### Ausgewählter Text
====

Terror - eine moderne Seuche

Islamisten wollen eine globale Scharia durchsetzen - mit allen Mitteln
Unter Islamismus versteht man gemeinhin die geistigen und politischen Strömungen in der islamischen Welt, die alle Phänomene der Säkularisierung ablehnen und die Anwendung des islamischen Rechts - der Scharia - in Gesellschaften mit muslimischer Mehrheit fordern. Dabei spielt es keine Rolle, ob die Trennung von Religion und Staat wie in der laizistischen Türkei weit fortgeschritten ist oder bestimmte Bereiche des islamischen Rechts (etwa das Personenstandsrecht in Jordanien, Israel/Palästina, Libanon) in Kraft sind. Die Anhänger islamistischer Vorstellungen gehen davon aus, dass die Implementierung der Scharia alle großen gesellschaftlichen, politischen und ökonomischen Probleme ihrer Staaten lösen würde.

====

### Vorliegende Daten
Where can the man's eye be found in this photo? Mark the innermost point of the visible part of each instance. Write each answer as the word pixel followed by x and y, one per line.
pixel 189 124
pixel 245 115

====

### Ziel 1
Nenne alle Staaten, die im Text über Islamismus erwähnt werden.
### Ziel 2
Fasse den Text über Islamismus in zwei Sätzen zusammen.
### Ziel 3
Gib die Passage von „Islamisten wollen eine“ bis einschließlich „Staaten lösen würde.“ aus dem Text über Islamismus wortgetreu aus.
Die Auflistung ist für die Aufgaben ohne Bedeutung.

### Antwort 1
Türkei, Jordanien, Israel/Palästina, Libanon

### Antwort 2
Islamismus bezeichnet geistige und politische Strömungen in der islamischen Welt, die alle Phänomene der Säkularisierung ablehnen und die Anwendung der Scharia in Gesellschaften mit muslimischer Mehrheit fordern. Ihre Anhänger gehen davon aus, dass die Einführung der Scharia alle großen gesellschaftlichen, politischen und ökonomischen Probleme ihrer Staaten lösen würde.

### Antwort 3
Islamisten wollen eine globale Scharia durchsetzen - mit allen Mitteln
Unter Islamismus versteht man gemeinhin die geistigen und politischen Strömungen in der islamischen Welt, die alle Phänomene der Säkularisierung ablehnen und die Anwendung des islamischen Rechts - der Scharia - in Gesellschaften mit muslimischer Mehrheit fordern. Dabei spielt es keine Rolle, ob die Trennung von Religion und Staat wie in der laizistischen Türkei weit fortgeschritten ist oder bestimmte Bereiche des islamischen Rechts (etwa das Personenstandsrecht in Jordanien, Israel/Palästina, Libanon) in Kraft sind. Die Anhänger islamistischer Vorstellungen gehen davon aus, dass die Implementierung der Scharia alle großen gesellschaftlichen, politischen und ökonomischen Probleme ihrer Staaten lösen würde.